# EXERCISE DESCRIPTION
Give back each entry word for word, but drop the images.

Stored data entries:

----------

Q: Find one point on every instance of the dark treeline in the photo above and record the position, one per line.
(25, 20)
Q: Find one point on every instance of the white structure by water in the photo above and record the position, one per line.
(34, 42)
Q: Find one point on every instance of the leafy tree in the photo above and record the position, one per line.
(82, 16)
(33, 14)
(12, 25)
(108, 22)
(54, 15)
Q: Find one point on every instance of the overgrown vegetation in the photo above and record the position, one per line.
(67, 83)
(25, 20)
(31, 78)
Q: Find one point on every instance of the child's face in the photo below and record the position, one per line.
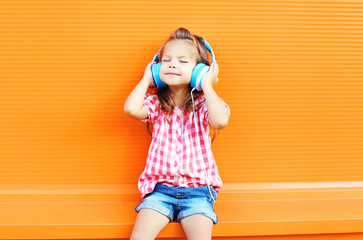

----------

# SOLUTION FOR THIS EXERCISE
Q: Find one point on every instance of the dark treeline in the photo above and record the position, one per line.
(25, 20)
Q: Find one point on every instance of the white structure by water in the photo above and record the position, one per line.
(34, 42)
Q: Find one point on every instance of the leafy tree in the photo above and record the position, one per line.
(82, 16)
(33, 14)
(12, 25)
(108, 22)
(54, 15)
Q: Find one point on every instance of the overgrown vegetation in the photo above and record the position, one per line.
(67, 83)
(25, 20)
(31, 78)
Q: Find one point on every instance of the child's face in the photo below and record the position, one per line.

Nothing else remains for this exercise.